====== TEXT TO READ

Acta de investigación psicológica

versão On-line ISSN 2007-4719versão impressa ISSN 2007-4832

Acta de investigación psicol vol.1 no.1 Ciudad de México Abr. 2011

Reinforcer Efficacy, Response Persistence, and Delay of Reinforcement

Eficacia del reforzador, persistencia de la respuesta y demora de reforzamiento

David P. Jarmolowicz & Kennon A. Lattal¹

West Virginia University.

Please address correspondence to:
Kennon A. Lattal,
Department of Psychology,
West Virginia University,
53 Campus Drive,
1124 Life Sciences Building,
P.O. Box 6040,
Morgantown, WV, 26505.

Abstract

In an evaluation of the effects of delayed reinforcement on response persistence, two pigeons were exposed to a series of conditions in which reinforcement that either immediately followed or was delayed from the response that produced it alternated across blocks of sessions. Responding was maintained by a progressive-ratio schedule in which the response requirements incremented for successive reinforcers. The effects of signaled and unsignaled delay values of 1, 5, 10, and 20 s were investigated. In general, responding was more persistent, as measured as the point at which responding ceased for 300 s, with shorter delays, regardless of whether the delays were correlated with a distinct stimulus (that is signaled) or not. The results complement earlier findings showing that reinforcement delays affect reinforcer efficacy or response persistence by showing similar effects using an index of response strength that is independent of response rate. They also extend the general effects of delay of reinforcement to a schedule in which they previously have not been demonstrated.

Keywords: Reinforcer efficacy, Response persistence, Progressive-ratio schedule, Signaled delay of reinforcement, Unsignaled delay of reinforcement, Key peck, Pigeons.

Resumen

En una evaluación de los efectos de la demora de reforzamiento sobre la persistencia de la respuesta, se expuso a dos palomas a una serie de condiciones en las que el reforzamiento, que ya sea siguió inmediatamente a la respuesta o estuvo demorado de la respuesta que lo produjo, alternó a través de bloques de sesiones. La respuesta se mantuvo mediante un programa de razón progresivo en el que los requisitos de respuesta aumentaron para reforzadores sucesivos. Se investigaron los efectos de demoras señaladas y no señaladas de 1, 5, 10 y 20 s.

En general, el responder fue más persistente, medido como el punto en el que cesó durante 300 s, con las demoras cortas, independientemente de si las demoras estuvieron correlacionadas con un estímulo distintivo (es decir demora señalada) o no. Los resultados complementan hallazgos previos que mostraron que las demoras de reforzamiento afectan la eficiencia del reforzador o la persistencia de la respuesta, al mostrar efectos similares utilizando un índice de la fuerza de la respuesta que es independiente de la tasa de respuesta. También extienden la generalidad del efecto de la demora de reforzamiento a programas en los que previamente no se había demostrado.

============
====== GIVEN INFORMATION

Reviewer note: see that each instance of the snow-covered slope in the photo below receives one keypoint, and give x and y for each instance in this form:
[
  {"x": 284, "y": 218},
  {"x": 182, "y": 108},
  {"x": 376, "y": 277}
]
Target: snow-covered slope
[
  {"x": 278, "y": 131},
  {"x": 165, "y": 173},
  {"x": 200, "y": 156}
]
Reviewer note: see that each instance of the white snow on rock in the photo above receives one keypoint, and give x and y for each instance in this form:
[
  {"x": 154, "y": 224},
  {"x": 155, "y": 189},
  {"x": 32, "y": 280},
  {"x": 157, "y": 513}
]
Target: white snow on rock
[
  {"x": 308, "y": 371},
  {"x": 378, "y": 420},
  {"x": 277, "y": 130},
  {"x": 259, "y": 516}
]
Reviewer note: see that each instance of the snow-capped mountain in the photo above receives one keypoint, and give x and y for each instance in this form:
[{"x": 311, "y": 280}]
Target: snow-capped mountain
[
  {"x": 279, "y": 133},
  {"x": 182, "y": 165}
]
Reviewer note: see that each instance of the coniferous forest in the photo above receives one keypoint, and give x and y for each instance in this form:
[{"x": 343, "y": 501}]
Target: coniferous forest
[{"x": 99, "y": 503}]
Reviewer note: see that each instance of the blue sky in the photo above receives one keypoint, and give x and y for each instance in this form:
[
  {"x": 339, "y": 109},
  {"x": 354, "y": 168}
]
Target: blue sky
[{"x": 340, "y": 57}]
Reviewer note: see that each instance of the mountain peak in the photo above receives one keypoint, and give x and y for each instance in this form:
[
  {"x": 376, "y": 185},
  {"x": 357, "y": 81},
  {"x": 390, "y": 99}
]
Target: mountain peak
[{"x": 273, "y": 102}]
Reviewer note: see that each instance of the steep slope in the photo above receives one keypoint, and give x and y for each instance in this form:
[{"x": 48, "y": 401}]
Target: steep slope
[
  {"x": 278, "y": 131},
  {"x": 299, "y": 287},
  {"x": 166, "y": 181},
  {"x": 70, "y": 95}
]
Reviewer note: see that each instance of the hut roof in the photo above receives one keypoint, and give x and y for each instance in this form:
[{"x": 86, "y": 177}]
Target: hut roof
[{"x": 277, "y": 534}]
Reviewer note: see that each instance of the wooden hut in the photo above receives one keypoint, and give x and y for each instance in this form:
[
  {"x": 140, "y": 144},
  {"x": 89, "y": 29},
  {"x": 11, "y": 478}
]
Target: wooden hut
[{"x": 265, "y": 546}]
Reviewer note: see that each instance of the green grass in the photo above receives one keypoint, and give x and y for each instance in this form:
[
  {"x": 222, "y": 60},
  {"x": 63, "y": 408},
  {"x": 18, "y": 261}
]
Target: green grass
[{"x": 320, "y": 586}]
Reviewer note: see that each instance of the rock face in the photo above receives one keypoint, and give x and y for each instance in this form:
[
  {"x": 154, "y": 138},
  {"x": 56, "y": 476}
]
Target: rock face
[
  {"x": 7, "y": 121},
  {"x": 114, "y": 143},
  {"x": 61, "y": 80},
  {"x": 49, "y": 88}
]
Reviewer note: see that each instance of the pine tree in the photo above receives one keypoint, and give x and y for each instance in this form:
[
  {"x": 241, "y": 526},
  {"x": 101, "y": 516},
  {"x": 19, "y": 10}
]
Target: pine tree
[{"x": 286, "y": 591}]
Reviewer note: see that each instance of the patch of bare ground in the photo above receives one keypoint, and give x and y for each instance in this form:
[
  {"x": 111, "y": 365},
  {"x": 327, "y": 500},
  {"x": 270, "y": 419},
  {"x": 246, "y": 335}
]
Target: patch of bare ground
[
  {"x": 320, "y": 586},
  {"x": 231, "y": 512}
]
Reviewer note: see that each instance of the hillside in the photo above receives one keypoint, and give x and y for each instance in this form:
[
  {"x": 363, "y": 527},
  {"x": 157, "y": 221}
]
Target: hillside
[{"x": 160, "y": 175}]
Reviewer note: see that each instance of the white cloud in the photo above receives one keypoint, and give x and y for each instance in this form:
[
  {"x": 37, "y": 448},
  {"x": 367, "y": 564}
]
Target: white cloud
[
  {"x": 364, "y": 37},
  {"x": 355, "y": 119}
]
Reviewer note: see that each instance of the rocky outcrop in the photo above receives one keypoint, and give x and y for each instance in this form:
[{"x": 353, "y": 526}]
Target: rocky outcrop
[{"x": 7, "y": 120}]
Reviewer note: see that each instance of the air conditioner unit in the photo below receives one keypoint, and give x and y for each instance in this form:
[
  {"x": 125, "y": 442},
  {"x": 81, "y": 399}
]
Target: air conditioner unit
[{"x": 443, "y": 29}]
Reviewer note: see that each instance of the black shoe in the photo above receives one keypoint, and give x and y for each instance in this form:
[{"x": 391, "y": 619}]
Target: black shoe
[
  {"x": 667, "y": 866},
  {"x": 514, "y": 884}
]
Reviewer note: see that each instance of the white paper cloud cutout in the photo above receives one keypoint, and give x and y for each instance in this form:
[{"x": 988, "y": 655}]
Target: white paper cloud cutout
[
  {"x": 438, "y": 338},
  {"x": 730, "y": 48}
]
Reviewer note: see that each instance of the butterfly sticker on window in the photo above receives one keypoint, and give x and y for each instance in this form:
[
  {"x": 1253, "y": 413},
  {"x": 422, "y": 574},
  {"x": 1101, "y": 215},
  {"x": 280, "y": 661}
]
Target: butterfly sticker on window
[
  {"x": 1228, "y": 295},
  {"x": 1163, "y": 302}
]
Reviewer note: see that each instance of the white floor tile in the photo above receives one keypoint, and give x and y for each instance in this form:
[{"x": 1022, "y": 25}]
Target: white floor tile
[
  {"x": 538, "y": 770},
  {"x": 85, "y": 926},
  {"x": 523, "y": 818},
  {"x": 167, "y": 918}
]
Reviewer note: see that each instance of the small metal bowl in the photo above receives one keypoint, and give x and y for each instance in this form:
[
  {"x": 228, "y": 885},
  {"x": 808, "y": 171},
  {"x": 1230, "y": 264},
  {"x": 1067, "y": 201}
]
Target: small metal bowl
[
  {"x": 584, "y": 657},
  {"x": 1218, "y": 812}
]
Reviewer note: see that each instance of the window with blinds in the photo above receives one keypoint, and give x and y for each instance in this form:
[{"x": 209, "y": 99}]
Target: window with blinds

============

• _PROBLEM DETAILS_: Extend the article on delay of reinforcement and response persistence, picking up right after the last sentence of its Spanish abstract.

• _REPLY TO THE EXERCISE_:
Palabras Clave: Eficacia del reforzador, Persistencia de la respuesta, Programa de razón progresiva, Demora de reforzamiento señalada, Demora de reforzamiento no señalada, Picoteo a una tecla, Palomas.

The efficacy of a reinforcer varies as function of its parameters. Nevin (1974) showed that responding maintained by reinforcers that were larger, more frequent, and more immediate was more persistent in the face of environmental challenges than were reinforcers that were relatively smaller, less frequent, or longer delayed. Using multiple variable-interval (VI) VI schedules with different reinforcement parameters in either component, Nevin (1974) examined three different challenges to responding: extinction (i.e., discontinuation of reinforcement), imposing response-independent food presentations during blackouts between the components, and rendering the reinforcer itself less effective by pre-feeding the pigeons. Cohen, Riley, and Weigle (1993) replicated Nevin's findings when multiple schedules whose components differed in response requirement (fixed-ratio [FR] schedules) or reinforcement rate (fixed- [FI] and variable- interval schedules) maintained responding. Neither prefeeding, extinction, nor imposing response-independent food delivery during single schedules (VI, FI, or FR), however, had systematic effects on behavior as a function of the FR requirement or FI or VI value.

Progressively increasing the response requirement for reinforcement also has been proposed as test of reinforcer efficacy (Hodos, 1961; see Stafford, LeSage, & Glowa, 1998; Stewart, 1975 for reviews). Progressive-ratio (PR) schedules entail systematic increases in the number of responses required to produce successive reinforcer deliveries (see Jarmolowicz & Lattal, 2010 for a review of different progressive contingencies). The response requirement at which responding ceases for a predetermined period, labeled the break point, is the index of reinforcer efficacy. For example, reinforcers of greater magnitude result in higher break points than do their lesser-magnitude counterparts (e.g., Baron, Mikorski & Schlund, 1992; Hodos, 1965; Hodos & Kalman, 1963; Ricard, Bondy, Zhang, Bradshaw, & Szabadi, 2009). Hodos and Kalman, using sweetened condensed milk varying in a range of volumes from .025 to .25 ml in different conditions, and Baron et al. using different concentrations of a milk solution in different conditions, found that break points of rats' lever pressing were higher with reinforcers of greater magnitude. These results are consistent with Nevin's (1974) finding that larger magnitude reinforcement results in greater behavioral persistence than does reinforcement of lesser magnitude. The effects of other reinforcement parameters shown to affect persistence in Nevin's paradigm on PR performance, however, remain uninvestigated.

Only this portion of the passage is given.